DIRECTIONS: Could you return all of the records exactly, minus their images?

___ DATA RECORDS

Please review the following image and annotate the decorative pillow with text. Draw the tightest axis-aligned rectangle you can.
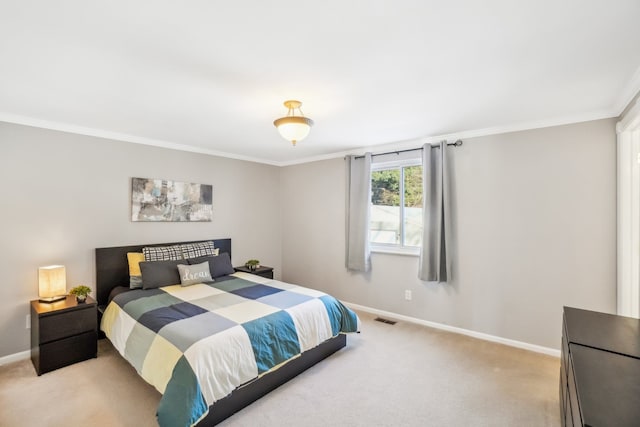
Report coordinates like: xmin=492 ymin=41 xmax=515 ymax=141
xmin=177 ymin=261 xmax=213 ymax=286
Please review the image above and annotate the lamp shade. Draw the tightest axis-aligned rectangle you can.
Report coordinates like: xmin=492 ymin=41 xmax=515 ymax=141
xmin=274 ymin=116 xmax=313 ymax=145
xmin=38 ymin=265 xmax=67 ymax=303
xmin=273 ymin=100 xmax=314 ymax=146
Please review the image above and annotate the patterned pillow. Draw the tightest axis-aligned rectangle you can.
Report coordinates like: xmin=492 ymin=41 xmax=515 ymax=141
xmin=180 ymin=241 xmax=217 ymax=259
xmin=177 ymin=262 xmax=213 ymax=286
xmin=143 ymin=244 xmax=184 ymax=261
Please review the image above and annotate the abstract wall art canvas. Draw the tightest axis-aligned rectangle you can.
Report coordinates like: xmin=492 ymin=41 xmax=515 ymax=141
xmin=131 ymin=177 xmax=213 ymax=222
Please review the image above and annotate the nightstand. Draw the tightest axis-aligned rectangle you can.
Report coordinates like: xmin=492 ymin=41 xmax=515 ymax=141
xmin=234 ymin=265 xmax=274 ymax=279
xmin=30 ymin=295 xmax=97 ymax=375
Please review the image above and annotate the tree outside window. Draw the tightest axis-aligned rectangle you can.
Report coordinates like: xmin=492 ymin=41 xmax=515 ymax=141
xmin=370 ymin=162 xmax=423 ymax=249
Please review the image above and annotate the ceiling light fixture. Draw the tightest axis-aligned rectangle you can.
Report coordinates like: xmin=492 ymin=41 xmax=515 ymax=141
xmin=273 ymin=100 xmax=314 ymax=146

______

RESULT OF THE EXERCISE:
Please review the following image and annotate the decorative pillow with text. Draw the tightest axis-aligned rectangle you can.
Report coordinates like: xmin=492 ymin=41 xmax=515 ymax=141
xmin=177 ymin=261 xmax=213 ymax=286
Please review the image above and annotate the lamp shade. Draw the tightest axis-aligned rectangle you can.
Report coordinates like: xmin=492 ymin=41 xmax=515 ymax=141
xmin=274 ymin=116 xmax=313 ymax=145
xmin=38 ymin=265 xmax=67 ymax=303
xmin=273 ymin=100 xmax=314 ymax=146
Please review the image above and annotate the patterned pillow. Draw the tightest axis-aligned rectangle you can.
Report coordinates like: xmin=492 ymin=41 xmax=515 ymax=141
xmin=180 ymin=241 xmax=217 ymax=259
xmin=177 ymin=262 xmax=213 ymax=286
xmin=143 ymin=244 xmax=184 ymax=261
Please review the image above and annotate the abstract wall art canvas. Draw the tightest axis-aligned rectangle you can.
Report coordinates like: xmin=492 ymin=41 xmax=515 ymax=141
xmin=131 ymin=177 xmax=213 ymax=222
Please review the image above and annotate the nightstand. Draw the tightest axis-aligned rectangle you can.
Report coordinates like: xmin=492 ymin=41 xmax=515 ymax=141
xmin=234 ymin=265 xmax=274 ymax=279
xmin=30 ymin=295 xmax=97 ymax=375
Please review the image above and annotate the tree outside window. Draw the tightest axis-aligned rectangle you can.
Report coordinates like: xmin=492 ymin=41 xmax=515 ymax=141
xmin=370 ymin=162 xmax=423 ymax=249
Please review the image above and annotate the ceiling light fixture. Draw the tightest axis-aligned rectangle you can.
Report coordinates like: xmin=492 ymin=41 xmax=515 ymax=141
xmin=273 ymin=100 xmax=314 ymax=146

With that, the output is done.